WHAT YOU HAVE TO DO: All lines below starting at the one that holds "Could you point to the forested" and ending at the one that holds "Target: bridge support pier" should be printed exactly, ends included. Pictures should not be printed, nor anything else.

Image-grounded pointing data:
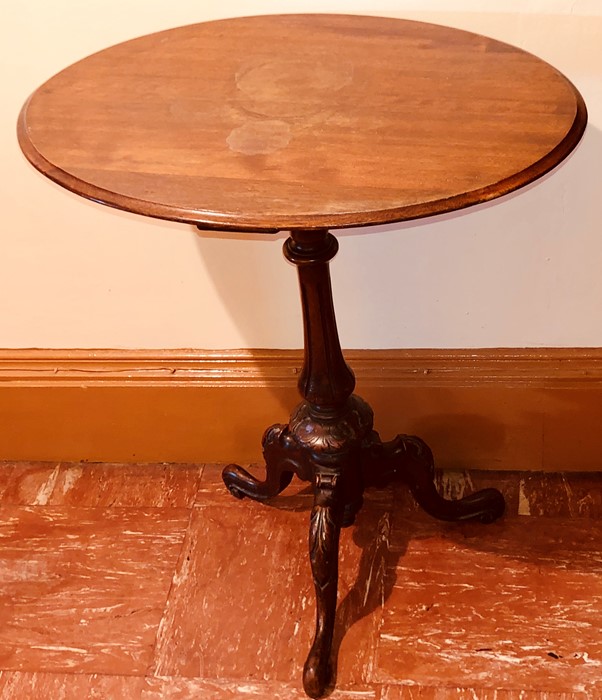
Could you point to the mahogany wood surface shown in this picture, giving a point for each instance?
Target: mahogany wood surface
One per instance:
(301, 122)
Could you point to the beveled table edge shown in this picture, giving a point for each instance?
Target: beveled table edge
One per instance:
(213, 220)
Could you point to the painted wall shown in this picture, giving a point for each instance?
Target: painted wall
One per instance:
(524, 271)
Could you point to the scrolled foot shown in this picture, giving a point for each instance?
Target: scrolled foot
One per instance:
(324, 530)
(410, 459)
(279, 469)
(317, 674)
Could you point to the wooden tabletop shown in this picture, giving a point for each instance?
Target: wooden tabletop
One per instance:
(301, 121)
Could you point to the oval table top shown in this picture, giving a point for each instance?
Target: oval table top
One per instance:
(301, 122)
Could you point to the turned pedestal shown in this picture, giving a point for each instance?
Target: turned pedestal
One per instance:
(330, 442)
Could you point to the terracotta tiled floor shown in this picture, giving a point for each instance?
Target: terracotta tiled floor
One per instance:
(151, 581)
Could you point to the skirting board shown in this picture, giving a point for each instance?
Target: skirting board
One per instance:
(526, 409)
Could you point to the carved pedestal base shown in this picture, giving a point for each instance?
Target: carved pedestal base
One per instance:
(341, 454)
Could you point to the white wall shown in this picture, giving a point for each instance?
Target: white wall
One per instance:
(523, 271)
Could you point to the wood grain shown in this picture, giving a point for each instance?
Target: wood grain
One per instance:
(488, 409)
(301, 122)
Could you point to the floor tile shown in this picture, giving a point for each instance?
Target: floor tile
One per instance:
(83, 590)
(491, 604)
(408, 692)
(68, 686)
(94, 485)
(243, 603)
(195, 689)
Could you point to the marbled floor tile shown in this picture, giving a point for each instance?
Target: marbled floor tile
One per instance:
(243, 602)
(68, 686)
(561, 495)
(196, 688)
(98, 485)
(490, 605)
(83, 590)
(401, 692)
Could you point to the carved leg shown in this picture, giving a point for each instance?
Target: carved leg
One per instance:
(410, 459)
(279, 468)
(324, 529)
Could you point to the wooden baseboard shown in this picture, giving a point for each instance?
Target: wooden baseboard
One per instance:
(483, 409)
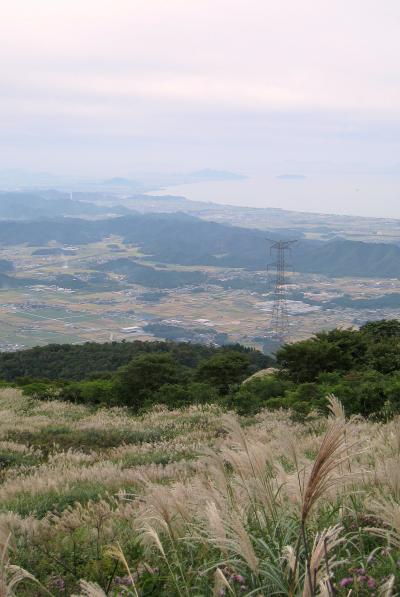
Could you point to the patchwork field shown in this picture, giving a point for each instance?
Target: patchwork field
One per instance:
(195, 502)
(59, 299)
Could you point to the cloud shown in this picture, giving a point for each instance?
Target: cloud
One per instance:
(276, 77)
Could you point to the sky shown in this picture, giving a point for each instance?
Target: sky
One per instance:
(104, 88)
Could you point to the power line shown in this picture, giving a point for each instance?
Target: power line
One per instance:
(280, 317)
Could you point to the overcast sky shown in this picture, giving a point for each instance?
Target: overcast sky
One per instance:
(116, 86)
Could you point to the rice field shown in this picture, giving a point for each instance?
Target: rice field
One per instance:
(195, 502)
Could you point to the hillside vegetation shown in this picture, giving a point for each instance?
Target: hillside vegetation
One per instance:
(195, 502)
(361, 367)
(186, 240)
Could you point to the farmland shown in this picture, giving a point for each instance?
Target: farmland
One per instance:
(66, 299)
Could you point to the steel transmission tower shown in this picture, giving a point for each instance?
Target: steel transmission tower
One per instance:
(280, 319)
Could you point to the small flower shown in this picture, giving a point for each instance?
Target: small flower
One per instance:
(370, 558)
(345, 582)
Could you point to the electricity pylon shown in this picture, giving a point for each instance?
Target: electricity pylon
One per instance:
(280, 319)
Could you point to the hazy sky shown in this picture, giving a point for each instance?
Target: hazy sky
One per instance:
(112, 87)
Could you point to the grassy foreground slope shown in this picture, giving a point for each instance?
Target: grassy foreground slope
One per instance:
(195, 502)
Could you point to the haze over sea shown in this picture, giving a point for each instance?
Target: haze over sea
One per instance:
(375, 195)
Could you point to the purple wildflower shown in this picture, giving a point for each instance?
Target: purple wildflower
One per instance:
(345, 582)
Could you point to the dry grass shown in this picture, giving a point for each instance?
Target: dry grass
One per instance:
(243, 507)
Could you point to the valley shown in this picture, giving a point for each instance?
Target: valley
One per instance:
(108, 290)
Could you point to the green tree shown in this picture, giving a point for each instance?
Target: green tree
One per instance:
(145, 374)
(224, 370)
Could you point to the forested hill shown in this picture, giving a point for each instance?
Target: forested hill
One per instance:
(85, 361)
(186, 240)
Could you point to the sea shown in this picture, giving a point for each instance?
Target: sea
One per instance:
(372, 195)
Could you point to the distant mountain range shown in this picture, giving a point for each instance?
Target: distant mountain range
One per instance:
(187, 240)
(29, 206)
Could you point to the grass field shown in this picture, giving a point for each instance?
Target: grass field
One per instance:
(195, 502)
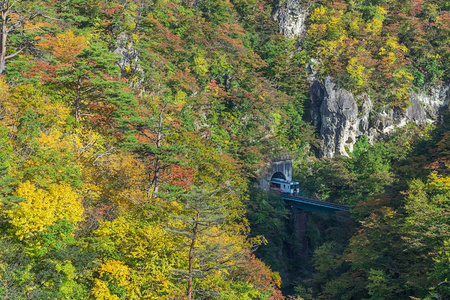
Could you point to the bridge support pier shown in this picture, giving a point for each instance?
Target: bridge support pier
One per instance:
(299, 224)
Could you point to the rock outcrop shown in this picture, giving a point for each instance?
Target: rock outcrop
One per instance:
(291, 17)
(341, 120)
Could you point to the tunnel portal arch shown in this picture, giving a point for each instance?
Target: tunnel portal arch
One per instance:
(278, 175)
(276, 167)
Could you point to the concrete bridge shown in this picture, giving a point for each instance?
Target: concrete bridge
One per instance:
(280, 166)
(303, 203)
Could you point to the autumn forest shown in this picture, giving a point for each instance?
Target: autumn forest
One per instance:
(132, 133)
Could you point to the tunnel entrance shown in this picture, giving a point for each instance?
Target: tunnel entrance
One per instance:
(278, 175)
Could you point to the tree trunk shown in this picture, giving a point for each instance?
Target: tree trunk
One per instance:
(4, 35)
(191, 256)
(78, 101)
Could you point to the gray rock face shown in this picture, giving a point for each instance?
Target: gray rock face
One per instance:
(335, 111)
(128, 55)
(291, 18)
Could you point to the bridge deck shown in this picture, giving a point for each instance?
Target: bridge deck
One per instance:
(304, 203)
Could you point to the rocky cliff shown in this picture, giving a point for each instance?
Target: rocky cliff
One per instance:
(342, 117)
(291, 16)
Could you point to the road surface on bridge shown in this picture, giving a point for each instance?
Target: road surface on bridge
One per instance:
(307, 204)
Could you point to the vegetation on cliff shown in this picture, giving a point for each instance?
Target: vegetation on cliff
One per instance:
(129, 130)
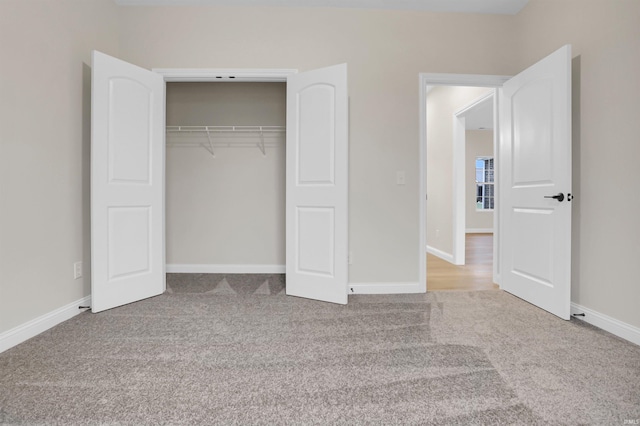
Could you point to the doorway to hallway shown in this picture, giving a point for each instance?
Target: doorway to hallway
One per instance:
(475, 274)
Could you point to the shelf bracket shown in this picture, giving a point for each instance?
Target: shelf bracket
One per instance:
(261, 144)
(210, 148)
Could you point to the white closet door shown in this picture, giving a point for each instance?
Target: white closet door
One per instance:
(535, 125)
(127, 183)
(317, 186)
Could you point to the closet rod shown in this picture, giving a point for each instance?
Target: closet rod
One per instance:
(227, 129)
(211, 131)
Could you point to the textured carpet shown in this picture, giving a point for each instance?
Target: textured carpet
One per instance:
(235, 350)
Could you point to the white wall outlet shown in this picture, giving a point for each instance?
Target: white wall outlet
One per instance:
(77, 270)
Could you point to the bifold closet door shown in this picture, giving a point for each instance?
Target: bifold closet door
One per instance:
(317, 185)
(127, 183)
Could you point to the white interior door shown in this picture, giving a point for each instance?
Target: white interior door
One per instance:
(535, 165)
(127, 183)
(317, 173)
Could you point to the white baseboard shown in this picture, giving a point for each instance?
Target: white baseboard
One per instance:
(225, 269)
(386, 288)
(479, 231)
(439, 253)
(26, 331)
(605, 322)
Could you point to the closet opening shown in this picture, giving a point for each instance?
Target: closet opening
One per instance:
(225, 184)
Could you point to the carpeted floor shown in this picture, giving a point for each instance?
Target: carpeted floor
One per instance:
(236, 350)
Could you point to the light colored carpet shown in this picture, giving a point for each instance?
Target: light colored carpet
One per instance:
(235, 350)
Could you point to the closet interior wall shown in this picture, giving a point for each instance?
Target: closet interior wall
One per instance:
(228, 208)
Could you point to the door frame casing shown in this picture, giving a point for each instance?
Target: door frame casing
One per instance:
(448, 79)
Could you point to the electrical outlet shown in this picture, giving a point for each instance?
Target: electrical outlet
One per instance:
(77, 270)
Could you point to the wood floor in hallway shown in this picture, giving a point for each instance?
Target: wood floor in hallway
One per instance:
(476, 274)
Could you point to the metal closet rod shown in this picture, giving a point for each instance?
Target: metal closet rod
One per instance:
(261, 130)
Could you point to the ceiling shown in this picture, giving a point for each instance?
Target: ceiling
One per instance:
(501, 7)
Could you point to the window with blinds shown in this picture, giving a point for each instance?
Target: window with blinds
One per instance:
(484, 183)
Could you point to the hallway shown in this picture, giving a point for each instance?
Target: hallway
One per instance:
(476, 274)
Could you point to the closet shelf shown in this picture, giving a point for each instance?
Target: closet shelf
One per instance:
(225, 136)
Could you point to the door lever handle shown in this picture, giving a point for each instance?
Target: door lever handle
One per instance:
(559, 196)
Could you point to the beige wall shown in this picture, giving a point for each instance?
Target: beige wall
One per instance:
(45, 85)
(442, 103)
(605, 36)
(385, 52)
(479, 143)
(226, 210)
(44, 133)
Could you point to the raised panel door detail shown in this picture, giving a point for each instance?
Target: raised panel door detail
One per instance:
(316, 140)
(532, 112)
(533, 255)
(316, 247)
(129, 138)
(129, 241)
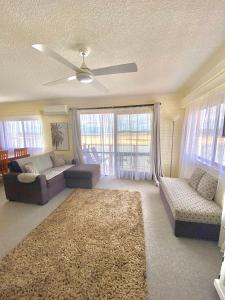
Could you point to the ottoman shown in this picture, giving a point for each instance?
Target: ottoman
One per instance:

RESULT OF THIS TASK:
Could you point to the forested hill shown in this picture, giving a point for each instance?
Target: forested hill
One per instance:
(85, 361)
(186, 240)
Could you point to the sea shown in this picture, giving a point for each instance?
Target: sea
One per instance:
(372, 195)
Could you point to the distant mountain range shown in this picture, giving a point for each instance?
Target: distant mountain range
One per instance:
(187, 240)
(29, 206)
Could you point to the grass field shown in this picture, giving a point for each instance?
Target: grass field
One per instance:
(195, 502)
Could you point to the bridge support pier shown in this picture, giving a point for each instance?
Target: bridge support pier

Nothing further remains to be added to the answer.